What to work on: Output all of the records below unchanged, line for line.

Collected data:
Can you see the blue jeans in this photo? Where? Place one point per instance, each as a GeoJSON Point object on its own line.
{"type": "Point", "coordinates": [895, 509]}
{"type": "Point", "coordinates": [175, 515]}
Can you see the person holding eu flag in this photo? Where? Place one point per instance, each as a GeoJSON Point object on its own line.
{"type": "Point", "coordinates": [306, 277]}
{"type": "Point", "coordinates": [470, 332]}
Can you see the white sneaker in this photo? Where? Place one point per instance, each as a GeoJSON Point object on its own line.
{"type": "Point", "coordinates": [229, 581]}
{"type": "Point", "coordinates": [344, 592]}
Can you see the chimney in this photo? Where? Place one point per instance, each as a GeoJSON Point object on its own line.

Answer to the exercise:
Can you see the blue jeans in this photo? Where? Place one point per instance, each as a GeoJSON Point object on its own line.
{"type": "Point", "coordinates": [895, 509]}
{"type": "Point", "coordinates": [175, 515]}
Can you see the person holding eu flag in this photo? Where? Place one point per instance, each as a GeoJSON Point object on its own line.
{"type": "Point", "coordinates": [306, 277]}
{"type": "Point", "coordinates": [470, 332]}
Can you see the white sneaker in this photo? Where? Place one point per instance, each as a GeoJSON Point object on its own line.
{"type": "Point", "coordinates": [229, 581]}
{"type": "Point", "coordinates": [344, 592]}
Can you see the chimney in this photo? Where? Place one point per instance, each as a GeoJSON Point object on its own line.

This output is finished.